任务说明. 请从下方条目中提取所有包含字符串“white”的行，逐行照抄。

所用数据.
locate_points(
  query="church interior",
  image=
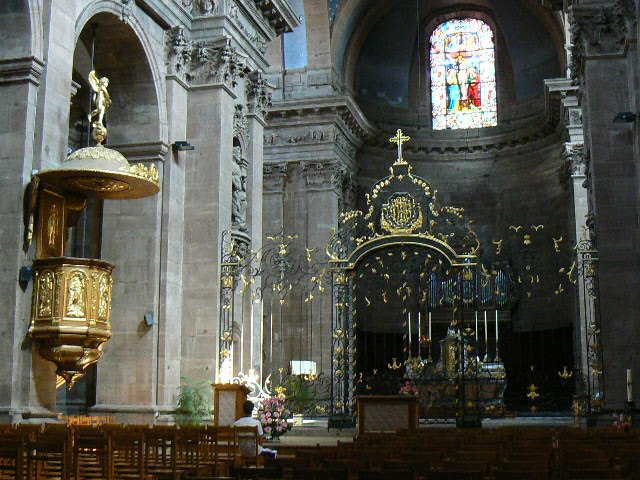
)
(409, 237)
---
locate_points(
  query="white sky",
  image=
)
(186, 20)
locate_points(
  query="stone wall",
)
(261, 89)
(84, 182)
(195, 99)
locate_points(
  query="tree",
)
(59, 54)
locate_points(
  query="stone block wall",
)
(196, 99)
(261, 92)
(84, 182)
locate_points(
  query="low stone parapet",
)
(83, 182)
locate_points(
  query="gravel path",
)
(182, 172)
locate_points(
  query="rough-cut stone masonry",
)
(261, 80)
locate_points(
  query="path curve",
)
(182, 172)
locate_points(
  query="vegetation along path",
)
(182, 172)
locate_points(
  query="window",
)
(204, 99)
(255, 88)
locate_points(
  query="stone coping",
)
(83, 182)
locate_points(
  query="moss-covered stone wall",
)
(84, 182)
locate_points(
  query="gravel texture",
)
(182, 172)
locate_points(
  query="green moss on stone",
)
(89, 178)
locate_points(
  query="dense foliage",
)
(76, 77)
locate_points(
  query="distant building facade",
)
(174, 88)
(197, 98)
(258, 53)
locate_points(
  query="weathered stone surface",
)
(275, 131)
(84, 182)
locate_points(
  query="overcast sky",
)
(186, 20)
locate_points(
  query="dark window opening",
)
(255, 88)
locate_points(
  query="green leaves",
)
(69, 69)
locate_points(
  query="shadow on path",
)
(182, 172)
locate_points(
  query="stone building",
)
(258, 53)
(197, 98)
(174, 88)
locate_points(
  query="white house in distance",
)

练习结果.
  query="white sky",
  query="white house in distance",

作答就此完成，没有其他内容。